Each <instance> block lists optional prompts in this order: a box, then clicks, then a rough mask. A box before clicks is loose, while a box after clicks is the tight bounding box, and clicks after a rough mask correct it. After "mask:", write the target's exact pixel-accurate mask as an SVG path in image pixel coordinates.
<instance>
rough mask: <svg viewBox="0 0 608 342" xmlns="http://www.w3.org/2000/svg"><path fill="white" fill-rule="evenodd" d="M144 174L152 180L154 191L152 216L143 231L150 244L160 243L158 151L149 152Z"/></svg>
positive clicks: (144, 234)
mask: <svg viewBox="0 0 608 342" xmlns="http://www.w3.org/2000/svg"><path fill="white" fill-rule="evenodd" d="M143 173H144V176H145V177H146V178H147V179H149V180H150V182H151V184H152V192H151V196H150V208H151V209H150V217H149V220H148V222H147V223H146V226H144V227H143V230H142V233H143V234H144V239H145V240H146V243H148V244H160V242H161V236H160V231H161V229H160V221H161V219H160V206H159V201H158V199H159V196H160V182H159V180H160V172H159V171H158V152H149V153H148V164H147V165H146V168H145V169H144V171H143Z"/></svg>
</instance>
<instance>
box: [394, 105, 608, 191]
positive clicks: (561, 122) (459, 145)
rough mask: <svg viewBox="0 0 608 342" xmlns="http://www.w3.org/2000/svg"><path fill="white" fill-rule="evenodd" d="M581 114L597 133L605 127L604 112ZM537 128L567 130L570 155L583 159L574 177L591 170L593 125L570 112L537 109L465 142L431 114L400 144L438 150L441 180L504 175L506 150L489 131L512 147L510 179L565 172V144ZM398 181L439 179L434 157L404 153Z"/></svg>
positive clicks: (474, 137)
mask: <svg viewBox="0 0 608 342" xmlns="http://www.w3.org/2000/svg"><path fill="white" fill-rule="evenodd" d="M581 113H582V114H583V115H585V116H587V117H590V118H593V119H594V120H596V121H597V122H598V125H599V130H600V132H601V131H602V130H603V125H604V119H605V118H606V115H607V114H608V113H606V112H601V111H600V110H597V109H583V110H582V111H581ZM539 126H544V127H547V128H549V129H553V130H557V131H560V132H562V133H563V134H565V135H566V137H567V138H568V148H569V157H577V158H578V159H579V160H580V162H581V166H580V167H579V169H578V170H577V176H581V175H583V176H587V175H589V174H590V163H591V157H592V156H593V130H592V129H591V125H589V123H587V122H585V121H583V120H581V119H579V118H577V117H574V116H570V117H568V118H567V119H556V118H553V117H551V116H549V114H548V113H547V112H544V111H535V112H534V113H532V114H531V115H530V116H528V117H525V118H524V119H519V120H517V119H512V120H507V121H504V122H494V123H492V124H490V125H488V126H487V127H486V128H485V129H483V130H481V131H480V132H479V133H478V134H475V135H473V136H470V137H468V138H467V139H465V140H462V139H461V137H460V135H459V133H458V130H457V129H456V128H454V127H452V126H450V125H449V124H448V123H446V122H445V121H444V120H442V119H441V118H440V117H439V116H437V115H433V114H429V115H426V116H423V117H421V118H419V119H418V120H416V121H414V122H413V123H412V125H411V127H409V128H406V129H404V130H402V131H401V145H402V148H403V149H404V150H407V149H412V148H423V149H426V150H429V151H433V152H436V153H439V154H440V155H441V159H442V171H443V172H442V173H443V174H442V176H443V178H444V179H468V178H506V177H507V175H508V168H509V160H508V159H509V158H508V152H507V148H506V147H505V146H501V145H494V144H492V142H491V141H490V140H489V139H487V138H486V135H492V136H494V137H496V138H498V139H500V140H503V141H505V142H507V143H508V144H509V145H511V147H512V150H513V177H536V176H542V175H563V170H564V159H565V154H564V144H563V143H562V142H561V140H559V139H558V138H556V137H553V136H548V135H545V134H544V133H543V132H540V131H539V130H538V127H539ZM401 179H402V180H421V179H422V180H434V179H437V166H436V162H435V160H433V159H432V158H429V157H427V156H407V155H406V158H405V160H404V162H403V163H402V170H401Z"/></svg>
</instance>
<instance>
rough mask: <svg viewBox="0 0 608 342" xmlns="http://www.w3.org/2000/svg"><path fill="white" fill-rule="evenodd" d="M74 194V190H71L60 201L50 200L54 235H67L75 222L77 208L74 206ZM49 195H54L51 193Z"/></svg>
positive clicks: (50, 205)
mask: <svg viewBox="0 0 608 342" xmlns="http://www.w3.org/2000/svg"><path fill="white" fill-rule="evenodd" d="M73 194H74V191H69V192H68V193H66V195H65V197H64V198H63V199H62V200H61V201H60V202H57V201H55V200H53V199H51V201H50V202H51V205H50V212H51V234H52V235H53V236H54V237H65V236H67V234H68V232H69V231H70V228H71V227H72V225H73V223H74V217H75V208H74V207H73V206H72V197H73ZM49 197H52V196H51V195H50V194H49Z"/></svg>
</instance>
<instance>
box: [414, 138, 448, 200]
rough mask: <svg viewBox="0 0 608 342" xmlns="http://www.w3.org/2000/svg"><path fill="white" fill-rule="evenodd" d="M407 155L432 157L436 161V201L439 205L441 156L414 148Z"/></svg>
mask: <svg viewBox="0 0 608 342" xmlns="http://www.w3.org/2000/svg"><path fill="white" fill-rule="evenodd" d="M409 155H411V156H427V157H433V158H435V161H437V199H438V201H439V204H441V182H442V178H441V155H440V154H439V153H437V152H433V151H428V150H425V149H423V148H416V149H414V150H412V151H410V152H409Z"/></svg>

_ACTIVITY_: Reproduce the records above exactly, character for character.

_TASK ANSWER_:
Each <instance> block lists optional prompts in this order: a box, then clicks, then a rough mask. A box before clicks is loose, while a box after clicks is the tight bounding box, and clicks after a rough mask correct it. After "mask:", write the target's exact pixel-accurate mask as an SVG path in image pixel coordinates.
<instance>
rough mask: <svg viewBox="0 0 608 342" xmlns="http://www.w3.org/2000/svg"><path fill="white" fill-rule="evenodd" d="M144 174L152 180L154 191L152 216L143 231L150 244L160 243L158 151L149 152Z"/></svg>
positive clicks: (144, 234)
mask: <svg viewBox="0 0 608 342" xmlns="http://www.w3.org/2000/svg"><path fill="white" fill-rule="evenodd" d="M143 173H144V176H145V177H146V178H147V179H149V180H150V182H151V184H152V192H151V196H150V208H151V209H150V217H149V220H148V222H147V223H146V226H144V227H143V230H142V233H143V234H144V239H145V240H146V243H148V244H160V242H161V236H160V231H161V229H160V221H161V219H160V206H159V201H158V199H159V196H160V182H159V180H160V172H159V171H158V152H149V153H148V164H147V165H146V168H145V169H144V171H143Z"/></svg>
</instance>
<instance>
box: [394, 105, 608, 191]
positive clicks: (561, 122) (459, 145)
rough mask: <svg viewBox="0 0 608 342" xmlns="http://www.w3.org/2000/svg"><path fill="white" fill-rule="evenodd" d="M581 114L597 133L605 127L604 112ZM537 128L567 130L570 155L583 159L574 177L591 170L593 125L570 112L537 109L465 142L431 114L400 144L438 150L441 180L504 175L506 150L489 131L512 147L510 179L565 172V144ZM398 181L439 179L434 157L404 153Z"/></svg>
positive clicks: (474, 137)
mask: <svg viewBox="0 0 608 342" xmlns="http://www.w3.org/2000/svg"><path fill="white" fill-rule="evenodd" d="M581 113H582V114H583V115H585V116H587V117H590V118H593V119H594V120H596V121H597V122H598V125H599V130H600V132H601V131H602V130H603V125H604V119H605V118H606V115H607V114H608V113H606V112H601V111H600V110H597V109H583V110H582V111H581ZM539 126H544V127H547V128H549V129H553V130H557V131H560V132H562V133H563V134H565V135H566V137H567V138H568V148H569V157H577V158H578V159H579V160H580V162H581V166H580V167H579V169H578V170H577V176H581V175H583V176H587V175H589V174H590V163H591V157H592V156H593V130H592V129H591V125H589V123H587V122H585V121H583V120H581V119H579V118H577V117H574V116H570V117H568V118H567V119H556V118H553V117H551V116H549V114H548V113H547V112H544V111H535V112H534V113H532V114H531V115H530V116H528V117H525V118H524V119H519V120H517V119H512V120H507V121H504V122H494V123H492V124H490V125H488V126H487V127H486V128H485V129H483V130H481V131H480V132H479V133H478V134H475V135H473V136H470V137H468V138H467V139H465V140H462V139H461V137H460V135H459V133H458V130H457V129H456V128H454V127H452V126H450V125H449V124H448V123H446V122H445V121H444V120H442V119H441V118H440V117H439V116H437V115H433V114H429V115H426V116H423V117H421V118H419V119H418V120H416V121H414V122H413V123H412V125H411V127H409V128H406V129H404V130H402V131H401V145H402V148H403V149H404V150H407V149H412V148H423V149H426V150H429V151H433V152H436V153H439V154H440V155H441V159H442V171H443V172H442V173H443V174H442V176H443V178H444V179H468V178H506V177H507V175H508V168H509V160H508V159H509V158H508V152H507V148H506V147H505V146H501V145H494V144H492V142H491V141H490V140H489V139H487V138H486V135H492V136H494V137H496V138H498V139H500V140H503V141H505V142H507V143H508V144H509V145H511V147H512V150H513V177H536V176H542V175H563V170H564V159H565V154H564V144H563V143H562V142H561V140H559V139H558V138H556V137H553V136H548V135H545V134H544V133H543V132H540V131H539V130H538V127H539ZM401 179H402V180H421V179H422V180H434V179H437V166H436V162H435V160H433V159H432V158H429V157H427V156H407V155H406V158H405V160H404V162H403V163H402V170H401Z"/></svg>
</instance>
<instance>
rough mask: <svg viewBox="0 0 608 342" xmlns="http://www.w3.org/2000/svg"><path fill="white" fill-rule="evenodd" d="M74 194V190H71L60 201L50 200L54 235H67L75 222L77 208L74 206ZM49 195H54L51 193Z"/></svg>
positive clicks: (50, 205)
mask: <svg viewBox="0 0 608 342" xmlns="http://www.w3.org/2000/svg"><path fill="white" fill-rule="evenodd" d="M73 194H74V191H69V192H68V193H66V195H65V197H64V198H63V199H62V200H61V201H60V202H57V201H55V200H53V199H51V201H50V202H51V205H50V212H51V234H52V235H53V236H54V237H65V236H67V234H68V232H69V231H70V228H71V227H72V225H73V223H74V217H75V208H74V207H73V206H72V197H73ZM49 197H52V196H51V195H50V194H49Z"/></svg>
</instance>
<instance>
box: [414, 138, 448, 200]
rough mask: <svg viewBox="0 0 608 342" xmlns="http://www.w3.org/2000/svg"><path fill="white" fill-rule="evenodd" d="M407 155L432 157L436 161V201L439 205L441 156L414 148Z"/></svg>
mask: <svg viewBox="0 0 608 342" xmlns="http://www.w3.org/2000/svg"><path fill="white" fill-rule="evenodd" d="M409 155H411V156H427V157H433V158H435V161H437V199H438V201H439V204H441V182H442V178H441V155H440V154H439V153H437V152H433V151H428V150H425V149H423V148H416V149H414V150H412V151H410V152H409Z"/></svg>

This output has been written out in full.